## Текст документа
--------------------------------------------------
Fig. 5. Ring fortified settlements of the Early Iron Age Beloyar (1–3) and Kalinkina (4, 7) cultures, and of the Yurtobor culture at the turn of the Bronze and Iron Ages (5, 6, 8–13)
Рис. 6. Кольцевые городища баитовской культуры раннего железного века: Баитовское (Чудаки)* (А), Марай 4 (Б), Нижне-Суварышское I (В), Большой Имбиряй 3* (Г), Лихачевское (Ерзовка)* (Д, Е). Раскопки Л.Н. Коряковой и др. 1995–1996 гг., съемки Л. Лангвета 1996 г. (А). Разведка С.Н. Скочиной 2014 г.; раскопки и съемки В.В. Илюшина, В.А. Заха и др. 2015 г. (Б). Разведка А.А. Ковригина и др. 1992 г. (В). Раскопки и съемки Н.П. Матвеевой 2004 г. (Г), В.Ф. Генинга, В.Е. Стоянова, Г.Б. Здановича 1964 г.; В.Ф. Генинга 1966 г. (Д). Реконструкция С.И. Цембалюк, С.В. Берлиной 2014 г. (Е).
--------------------------------------------------
## Задание
Перепишите отрывок подписей к рисункам от «Fig. 5. Ring» до «(5, 6, 8–13)», поменяв «Early Iron Age» на «Late Iron Age».

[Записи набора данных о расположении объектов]
--------------------------------------------------
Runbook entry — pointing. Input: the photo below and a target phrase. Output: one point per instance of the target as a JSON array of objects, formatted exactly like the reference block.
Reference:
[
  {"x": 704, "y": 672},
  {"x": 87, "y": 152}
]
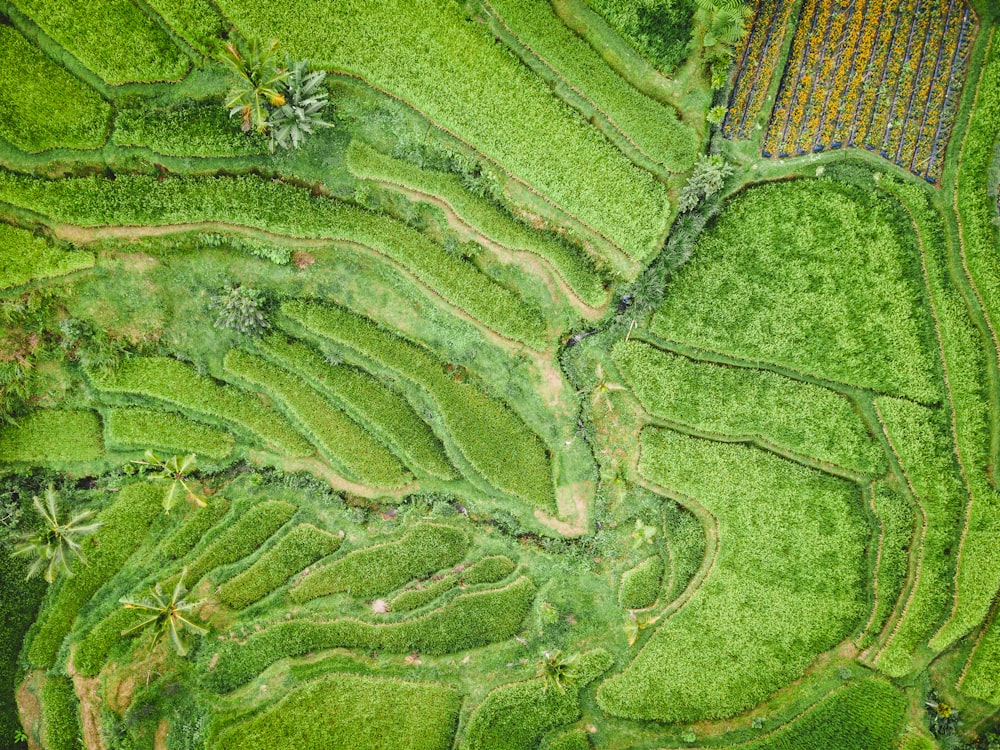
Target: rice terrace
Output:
[{"x": 499, "y": 374}]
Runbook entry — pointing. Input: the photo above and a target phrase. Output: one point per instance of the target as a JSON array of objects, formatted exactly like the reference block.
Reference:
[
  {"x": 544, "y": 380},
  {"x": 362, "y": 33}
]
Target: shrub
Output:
[
  {"x": 640, "y": 585},
  {"x": 377, "y": 570},
  {"x": 784, "y": 585},
  {"x": 114, "y": 38},
  {"x": 240, "y": 538},
  {"x": 60, "y": 714},
  {"x": 339, "y": 439},
  {"x": 490, "y": 437},
  {"x": 124, "y": 525},
  {"x": 53, "y": 437},
  {"x": 573, "y": 265},
  {"x": 43, "y": 106},
  {"x": 168, "y": 381},
  {"x": 747, "y": 403},
  {"x": 134, "y": 429},
  {"x": 466, "y": 621},
  {"x": 302, "y": 546},
  {"x": 325, "y": 713},
  {"x": 388, "y": 414}
]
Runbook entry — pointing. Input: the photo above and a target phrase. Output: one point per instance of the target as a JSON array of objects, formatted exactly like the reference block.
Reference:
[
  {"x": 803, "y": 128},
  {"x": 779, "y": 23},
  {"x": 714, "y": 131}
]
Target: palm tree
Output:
[
  {"x": 58, "y": 541},
  {"x": 256, "y": 83},
  {"x": 174, "y": 470},
  {"x": 167, "y": 615}
]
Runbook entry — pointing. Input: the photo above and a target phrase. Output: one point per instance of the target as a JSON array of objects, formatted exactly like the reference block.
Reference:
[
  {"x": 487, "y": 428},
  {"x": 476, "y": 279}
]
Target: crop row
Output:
[
  {"x": 302, "y": 546},
  {"x": 340, "y": 440},
  {"x": 125, "y": 524},
  {"x": 736, "y": 402},
  {"x": 138, "y": 429},
  {"x": 568, "y": 260},
  {"x": 922, "y": 441},
  {"x": 168, "y": 381},
  {"x": 42, "y": 106},
  {"x": 324, "y": 713},
  {"x": 383, "y": 411},
  {"x": 491, "y": 437},
  {"x": 24, "y": 257},
  {"x": 377, "y": 570},
  {"x": 138, "y": 200},
  {"x": 785, "y": 585},
  {"x": 467, "y": 621},
  {"x": 52, "y": 438},
  {"x": 758, "y": 58},
  {"x": 652, "y": 128},
  {"x": 114, "y": 38},
  {"x": 814, "y": 276},
  {"x": 881, "y": 74},
  {"x": 413, "y": 52}
]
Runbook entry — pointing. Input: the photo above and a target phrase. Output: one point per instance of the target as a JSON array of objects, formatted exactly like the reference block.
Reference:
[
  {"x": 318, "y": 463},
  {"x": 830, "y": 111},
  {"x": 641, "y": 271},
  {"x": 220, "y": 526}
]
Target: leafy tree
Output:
[
  {"x": 256, "y": 83},
  {"x": 176, "y": 471},
  {"x": 302, "y": 112},
  {"x": 167, "y": 616},
  {"x": 57, "y": 543}
]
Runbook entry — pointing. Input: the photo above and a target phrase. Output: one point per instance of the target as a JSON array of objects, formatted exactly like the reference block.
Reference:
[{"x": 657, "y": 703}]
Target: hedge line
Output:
[
  {"x": 113, "y": 38},
  {"x": 785, "y": 584},
  {"x": 640, "y": 585},
  {"x": 240, "y": 538},
  {"x": 125, "y": 525},
  {"x": 411, "y": 50},
  {"x": 302, "y": 546},
  {"x": 490, "y": 436},
  {"x": 813, "y": 275},
  {"x": 736, "y": 401},
  {"x": 169, "y": 381},
  {"x": 570, "y": 262},
  {"x": 514, "y": 717},
  {"x": 340, "y": 440},
  {"x": 52, "y": 437},
  {"x": 61, "y": 714},
  {"x": 276, "y": 207},
  {"x": 467, "y": 621},
  {"x": 389, "y": 415},
  {"x": 653, "y": 127},
  {"x": 922, "y": 439},
  {"x": 356, "y": 711},
  {"x": 138, "y": 429},
  {"x": 377, "y": 570},
  {"x": 42, "y": 106}
]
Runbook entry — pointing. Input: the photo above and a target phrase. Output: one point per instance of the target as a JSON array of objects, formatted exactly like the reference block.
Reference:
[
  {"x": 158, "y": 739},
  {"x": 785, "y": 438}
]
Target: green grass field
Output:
[{"x": 392, "y": 375}]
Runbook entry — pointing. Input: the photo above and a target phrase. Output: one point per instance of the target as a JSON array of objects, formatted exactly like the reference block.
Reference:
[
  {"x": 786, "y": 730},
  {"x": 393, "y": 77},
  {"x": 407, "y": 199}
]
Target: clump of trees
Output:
[{"x": 286, "y": 101}]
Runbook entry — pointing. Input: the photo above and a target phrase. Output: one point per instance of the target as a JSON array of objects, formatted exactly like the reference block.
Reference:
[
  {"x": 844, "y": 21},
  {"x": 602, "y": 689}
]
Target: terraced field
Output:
[{"x": 447, "y": 427}]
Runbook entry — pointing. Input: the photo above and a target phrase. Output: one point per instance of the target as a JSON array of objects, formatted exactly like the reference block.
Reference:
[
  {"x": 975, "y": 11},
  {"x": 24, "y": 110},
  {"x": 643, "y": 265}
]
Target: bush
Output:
[
  {"x": 784, "y": 585},
  {"x": 302, "y": 546},
  {"x": 61, "y": 714},
  {"x": 386, "y": 413},
  {"x": 325, "y": 713},
  {"x": 125, "y": 524},
  {"x": 168, "y": 381},
  {"x": 114, "y": 38},
  {"x": 374, "y": 571},
  {"x": 139, "y": 429},
  {"x": 240, "y": 538},
  {"x": 490, "y": 436},
  {"x": 573, "y": 265},
  {"x": 749, "y": 403},
  {"x": 466, "y": 621},
  {"x": 341, "y": 441},
  {"x": 640, "y": 585},
  {"x": 53, "y": 437},
  {"x": 43, "y": 106}
]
--------------------------------------------------
## Правильный ответ
Fig. 5. Ring fortified settlements of the Late Iron Age Beloyar (1–3) and Kalinkina (4, 7) cultures, and of the Yurtobor culture at the turn of the Bronze and Iron Ages (5, 6, 8–13)